## Direction
Rewrite the listing below with "taylormade cap" replaced by "golf cap" everywhere and everything else unchanged. Leave out the pictures.

## Dataset
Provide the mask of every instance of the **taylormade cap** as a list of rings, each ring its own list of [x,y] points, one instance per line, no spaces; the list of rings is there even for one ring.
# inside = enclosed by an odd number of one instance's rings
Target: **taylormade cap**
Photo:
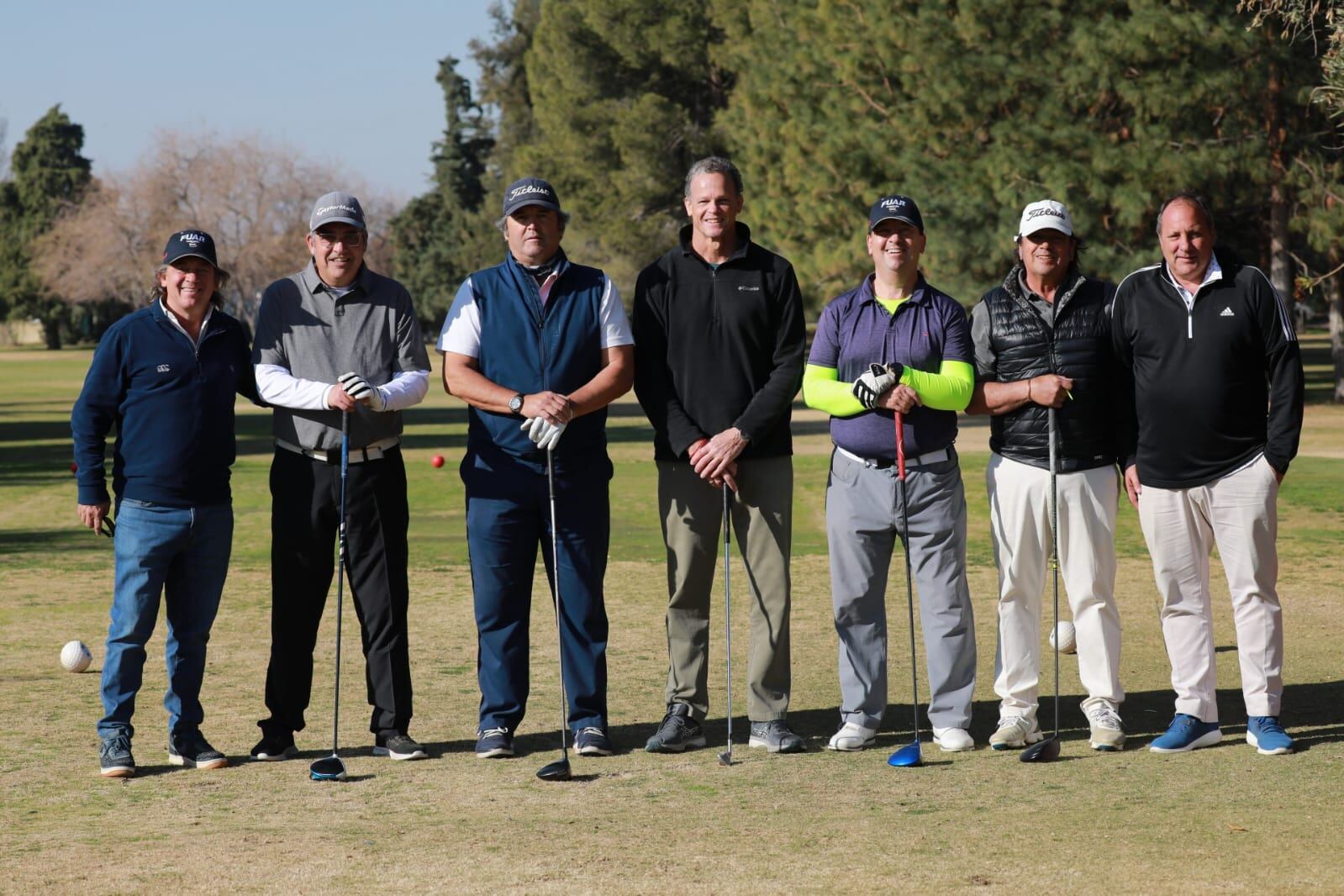
[[[314,231],[323,224],[331,223],[352,224],[360,230],[368,230],[364,226],[364,208],[349,193],[327,193],[313,204],[313,214],[308,216],[308,230]]]
[[[1035,234],[1038,230],[1058,230],[1064,236],[1074,235],[1074,219],[1063,203],[1054,199],[1042,199],[1021,210],[1021,222],[1017,224],[1017,239]]]
[[[172,265],[179,258],[204,258],[219,270],[219,262],[215,261],[215,240],[203,230],[179,230],[168,238],[168,244],[164,246],[164,265]]]
[[[504,214],[512,215],[524,206],[540,206],[559,214],[560,197],[555,195],[555,187],[540,177],[523,177],[504,191]]]
[[[872,228],[884,220],[903,220],[923,232],[923,216],[910,196],[892,193],[872,203],[872,208],[868,210],[868,232],[871,234]]]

## Expected answer
Provide the mask of every instance of the **golf cap** as a list of rings, each ring its own list of [x,y] points, one instance per line, no spaces; the list of rings is there even for one ring.
# inside = enclosed by an odd number of one instance's rings
Target: **golf cap**
Photo:
[[[314,231],[323,224],[331,223],[352,224],[360,230],[368,230],[364,226],[364,208],[349,193],[327,193],[313,204],[313,214],[308,216],[308,230]]]
[[[1035,234],[1038,230],[1058,230],[1064,236],[1074,235],[1074,219],[1063,203],[1054,199],[1042,199],[1021,210],[1021,222],[1017,224],[1017,239]]]
[[[172,265],[179,258],[204,258],[219,270],[219,262],[215,261],[215,240],[203,230],[179,230],[168,238],[168,244],[164,246],[164,265]]]
[[[504,214],[512,215],[524,206],[540,206],[559,214],[560,197],[555,195],[555,187],[540,177],[523,177],[504,191]]]
[[[872,228],[884,220],[903,220],[923,232],[923,216],[910,196],[892,193],[872,203],[872,208],[868,210],[868,232],[871,234]]]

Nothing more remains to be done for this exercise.